Instruction >>
Give back the line where "Target: green lawn" appears and all the lines after it until the listing ends, unchanged and with nothing else.

=== Data provided ===

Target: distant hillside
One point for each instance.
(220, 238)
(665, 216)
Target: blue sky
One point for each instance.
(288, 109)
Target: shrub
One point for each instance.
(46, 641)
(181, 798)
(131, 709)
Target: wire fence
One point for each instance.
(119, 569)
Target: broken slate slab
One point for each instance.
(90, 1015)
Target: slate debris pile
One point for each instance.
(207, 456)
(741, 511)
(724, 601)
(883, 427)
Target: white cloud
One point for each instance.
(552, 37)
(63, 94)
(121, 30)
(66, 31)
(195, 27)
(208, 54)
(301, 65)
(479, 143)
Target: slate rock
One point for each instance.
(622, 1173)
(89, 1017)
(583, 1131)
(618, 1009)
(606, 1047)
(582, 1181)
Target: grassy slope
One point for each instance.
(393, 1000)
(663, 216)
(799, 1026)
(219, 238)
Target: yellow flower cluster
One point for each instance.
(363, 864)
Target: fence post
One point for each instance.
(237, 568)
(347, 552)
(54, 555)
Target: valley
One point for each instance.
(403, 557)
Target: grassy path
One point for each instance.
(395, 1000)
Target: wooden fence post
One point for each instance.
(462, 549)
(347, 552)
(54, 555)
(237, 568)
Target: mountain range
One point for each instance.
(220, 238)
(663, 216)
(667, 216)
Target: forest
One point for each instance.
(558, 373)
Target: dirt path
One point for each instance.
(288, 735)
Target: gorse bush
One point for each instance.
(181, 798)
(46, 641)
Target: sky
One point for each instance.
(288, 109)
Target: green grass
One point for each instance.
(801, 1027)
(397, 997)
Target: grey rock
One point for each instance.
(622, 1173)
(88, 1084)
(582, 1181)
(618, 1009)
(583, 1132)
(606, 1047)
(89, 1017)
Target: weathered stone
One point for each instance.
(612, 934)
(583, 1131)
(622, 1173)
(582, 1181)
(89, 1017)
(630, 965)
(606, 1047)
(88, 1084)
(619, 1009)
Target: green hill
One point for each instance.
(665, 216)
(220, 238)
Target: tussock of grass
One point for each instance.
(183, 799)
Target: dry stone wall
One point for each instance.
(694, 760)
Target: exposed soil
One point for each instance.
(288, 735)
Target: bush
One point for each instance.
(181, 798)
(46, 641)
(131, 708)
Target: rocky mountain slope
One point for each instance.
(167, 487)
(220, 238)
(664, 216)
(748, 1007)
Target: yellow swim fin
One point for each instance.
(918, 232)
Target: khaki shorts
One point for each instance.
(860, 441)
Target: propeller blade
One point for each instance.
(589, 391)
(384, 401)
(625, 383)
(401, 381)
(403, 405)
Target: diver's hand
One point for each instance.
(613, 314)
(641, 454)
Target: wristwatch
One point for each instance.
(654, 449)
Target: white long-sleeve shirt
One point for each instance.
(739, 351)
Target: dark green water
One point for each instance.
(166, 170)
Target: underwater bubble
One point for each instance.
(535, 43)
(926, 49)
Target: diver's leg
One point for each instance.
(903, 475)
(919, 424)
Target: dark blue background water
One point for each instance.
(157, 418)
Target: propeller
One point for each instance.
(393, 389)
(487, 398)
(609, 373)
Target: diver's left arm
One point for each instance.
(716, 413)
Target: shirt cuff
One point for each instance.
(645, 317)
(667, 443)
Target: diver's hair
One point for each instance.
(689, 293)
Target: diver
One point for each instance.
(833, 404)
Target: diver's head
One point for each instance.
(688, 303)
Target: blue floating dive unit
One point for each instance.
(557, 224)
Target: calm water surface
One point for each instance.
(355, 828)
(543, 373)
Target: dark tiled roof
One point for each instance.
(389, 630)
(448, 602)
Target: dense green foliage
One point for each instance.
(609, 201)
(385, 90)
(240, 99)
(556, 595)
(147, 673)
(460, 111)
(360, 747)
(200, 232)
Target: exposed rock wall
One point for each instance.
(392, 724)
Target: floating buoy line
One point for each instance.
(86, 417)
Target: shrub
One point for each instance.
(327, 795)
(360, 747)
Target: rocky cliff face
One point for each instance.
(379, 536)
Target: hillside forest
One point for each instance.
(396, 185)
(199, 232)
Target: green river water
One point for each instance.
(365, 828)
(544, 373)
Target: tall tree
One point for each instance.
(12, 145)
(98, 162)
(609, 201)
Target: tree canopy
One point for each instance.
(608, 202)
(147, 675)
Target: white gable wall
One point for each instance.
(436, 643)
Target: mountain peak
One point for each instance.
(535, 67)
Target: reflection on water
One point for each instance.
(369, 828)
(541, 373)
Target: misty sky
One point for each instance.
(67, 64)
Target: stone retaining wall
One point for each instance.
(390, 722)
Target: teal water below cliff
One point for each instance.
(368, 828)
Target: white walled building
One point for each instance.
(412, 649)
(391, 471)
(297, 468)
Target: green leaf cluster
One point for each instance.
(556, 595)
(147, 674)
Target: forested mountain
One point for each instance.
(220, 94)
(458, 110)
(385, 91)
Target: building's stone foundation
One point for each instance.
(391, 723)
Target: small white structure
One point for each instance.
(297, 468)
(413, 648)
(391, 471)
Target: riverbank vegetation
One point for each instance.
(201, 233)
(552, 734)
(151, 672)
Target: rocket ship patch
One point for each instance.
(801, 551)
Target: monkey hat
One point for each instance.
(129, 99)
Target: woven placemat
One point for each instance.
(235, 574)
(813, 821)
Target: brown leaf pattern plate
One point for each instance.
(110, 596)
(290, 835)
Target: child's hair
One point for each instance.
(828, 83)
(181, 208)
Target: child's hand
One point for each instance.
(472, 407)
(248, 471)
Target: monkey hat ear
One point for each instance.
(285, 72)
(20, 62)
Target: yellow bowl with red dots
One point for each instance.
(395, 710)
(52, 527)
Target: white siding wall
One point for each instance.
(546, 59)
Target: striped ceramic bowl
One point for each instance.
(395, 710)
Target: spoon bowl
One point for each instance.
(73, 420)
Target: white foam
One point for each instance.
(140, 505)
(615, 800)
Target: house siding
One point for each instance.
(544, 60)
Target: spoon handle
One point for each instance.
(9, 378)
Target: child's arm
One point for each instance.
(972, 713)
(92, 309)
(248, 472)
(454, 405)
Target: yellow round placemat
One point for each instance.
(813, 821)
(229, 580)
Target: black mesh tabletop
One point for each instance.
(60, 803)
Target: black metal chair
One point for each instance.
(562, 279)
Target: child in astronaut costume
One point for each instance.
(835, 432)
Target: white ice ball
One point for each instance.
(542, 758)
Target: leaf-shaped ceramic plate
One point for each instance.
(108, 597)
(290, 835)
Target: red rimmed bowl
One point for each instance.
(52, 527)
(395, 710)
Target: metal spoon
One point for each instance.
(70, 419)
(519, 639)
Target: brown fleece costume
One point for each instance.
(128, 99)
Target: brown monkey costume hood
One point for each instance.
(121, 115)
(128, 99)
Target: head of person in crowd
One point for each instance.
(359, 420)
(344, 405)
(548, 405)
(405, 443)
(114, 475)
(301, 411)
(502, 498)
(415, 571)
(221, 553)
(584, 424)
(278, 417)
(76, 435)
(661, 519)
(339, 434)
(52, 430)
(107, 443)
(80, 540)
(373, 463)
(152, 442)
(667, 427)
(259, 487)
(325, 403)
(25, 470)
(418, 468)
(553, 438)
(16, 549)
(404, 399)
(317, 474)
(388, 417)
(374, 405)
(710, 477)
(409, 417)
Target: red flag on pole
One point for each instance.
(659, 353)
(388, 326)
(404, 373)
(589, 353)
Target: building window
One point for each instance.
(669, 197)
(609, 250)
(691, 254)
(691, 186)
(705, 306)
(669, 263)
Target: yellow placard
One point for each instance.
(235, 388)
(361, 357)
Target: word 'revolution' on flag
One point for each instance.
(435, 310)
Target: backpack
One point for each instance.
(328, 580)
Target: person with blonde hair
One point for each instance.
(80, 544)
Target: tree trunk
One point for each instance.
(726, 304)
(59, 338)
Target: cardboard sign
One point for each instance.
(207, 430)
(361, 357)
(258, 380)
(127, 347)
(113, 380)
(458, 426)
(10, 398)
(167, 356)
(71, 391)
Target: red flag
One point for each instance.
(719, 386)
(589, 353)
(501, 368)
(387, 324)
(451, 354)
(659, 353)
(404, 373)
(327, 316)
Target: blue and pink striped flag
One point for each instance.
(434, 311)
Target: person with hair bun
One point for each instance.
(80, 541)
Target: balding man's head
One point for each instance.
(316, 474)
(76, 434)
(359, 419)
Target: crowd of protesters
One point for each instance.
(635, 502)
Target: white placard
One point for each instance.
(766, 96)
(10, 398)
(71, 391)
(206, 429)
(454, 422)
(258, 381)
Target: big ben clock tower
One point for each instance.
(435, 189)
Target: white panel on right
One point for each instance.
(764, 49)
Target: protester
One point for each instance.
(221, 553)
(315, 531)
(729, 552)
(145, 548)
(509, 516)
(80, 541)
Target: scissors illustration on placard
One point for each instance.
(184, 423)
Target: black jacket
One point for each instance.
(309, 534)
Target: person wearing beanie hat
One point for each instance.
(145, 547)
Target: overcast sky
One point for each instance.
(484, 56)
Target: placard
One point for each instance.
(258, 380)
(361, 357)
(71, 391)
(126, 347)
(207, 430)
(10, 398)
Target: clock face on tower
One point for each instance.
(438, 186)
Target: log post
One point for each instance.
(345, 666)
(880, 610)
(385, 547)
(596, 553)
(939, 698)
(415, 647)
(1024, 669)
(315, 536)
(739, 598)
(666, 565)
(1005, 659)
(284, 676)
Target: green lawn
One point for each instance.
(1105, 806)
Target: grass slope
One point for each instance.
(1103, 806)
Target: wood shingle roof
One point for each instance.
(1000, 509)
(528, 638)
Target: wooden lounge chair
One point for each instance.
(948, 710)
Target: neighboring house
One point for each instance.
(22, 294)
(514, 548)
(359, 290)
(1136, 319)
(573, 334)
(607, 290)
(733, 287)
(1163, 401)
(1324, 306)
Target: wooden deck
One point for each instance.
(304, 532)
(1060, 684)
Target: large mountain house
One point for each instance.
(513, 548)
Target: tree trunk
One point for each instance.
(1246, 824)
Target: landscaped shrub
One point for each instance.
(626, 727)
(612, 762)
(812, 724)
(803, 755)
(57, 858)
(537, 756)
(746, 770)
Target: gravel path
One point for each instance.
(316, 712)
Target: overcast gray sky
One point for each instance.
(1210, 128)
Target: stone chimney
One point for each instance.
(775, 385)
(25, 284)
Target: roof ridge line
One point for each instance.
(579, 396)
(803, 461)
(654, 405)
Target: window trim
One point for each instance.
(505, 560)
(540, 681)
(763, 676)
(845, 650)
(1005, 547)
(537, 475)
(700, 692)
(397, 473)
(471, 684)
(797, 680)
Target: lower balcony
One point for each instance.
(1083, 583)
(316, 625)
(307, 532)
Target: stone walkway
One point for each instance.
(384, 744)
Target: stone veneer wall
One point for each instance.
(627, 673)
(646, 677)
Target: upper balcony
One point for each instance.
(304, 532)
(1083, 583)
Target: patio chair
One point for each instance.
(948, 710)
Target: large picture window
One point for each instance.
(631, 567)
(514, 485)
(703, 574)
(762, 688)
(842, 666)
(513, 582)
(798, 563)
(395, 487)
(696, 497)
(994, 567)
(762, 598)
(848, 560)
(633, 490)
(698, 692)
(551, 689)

===

Final answer >>
Target: green lawn
One point for each instance.
(1105, 806)
Target: grass slope
One point for each instance.
(1103, 806)
Target: wood shingle roof
One point for each instance.
(1000, 509)
(528, 638)
Target: wooden lounge chair
One point for each instance.
(948, 710)
Target: neighboring house
One point for each instance.
(22, 294)
(514, 548)
(359, 290)
(1136, 319)
(573, 334)
(607, 290)
(733, 287)
(1163, 401)
(1324, 306)
Target: wooden deck
One point for each instance.
(304, 532)
(1060, 684)
Target: large mountain house
One point for each instance.
(513, 548)
Target: tree trunk
One point for each instance.
(1246, 824)
Target: landscaped shrub
One point for each instance.
(626, 727)
(612, 762)
(812, 724)
(803, 755)
(57, 858)
(537, 756)
(746, 770)
Target: gravel path
One point for each instance.
(316, 712)
Target: overcast gray sky
One point for each instance.
(1210, 128)
Target: stone chimney
One point for each instance.
(775, 385)
(25, 284)
Target: roof ridge line
One point for each instance.
(579, 396)
(803, 461)
(654, 405)
Target: window trim
One point for each instance.
(505, 560)
(540, 681)
(763, 676)
(845, 650)
(1005, 547)
(537, 475)
(700, 692)
(397, 473)
(471, 684)
(797, 680)
Target: lower balcony
One point for each instance.
(1083, 583)
(316, 625)
(307, 532)
Target: stone walkway
One point for each instance.
(384, 744)
Target: stone veneer wall
One point for each instance.
(627, 673)
(646, 677)
Target: upper balcony
One point for each instance.
(304, 532)
(1083, 583)
Target: patio chair
One point for each instance.
(948, 710)
Target: large picture window
One point for each instance.
(631, 567)
(514, 485)
(703, 574)
(762, 688)
(842, 666)
(513, 582)
(798, 563)
(395, 487)
(696, 497)
(994, 567)
(762, 598)
(848, 560)
(633, 490)
(698, 692)
(551, 689)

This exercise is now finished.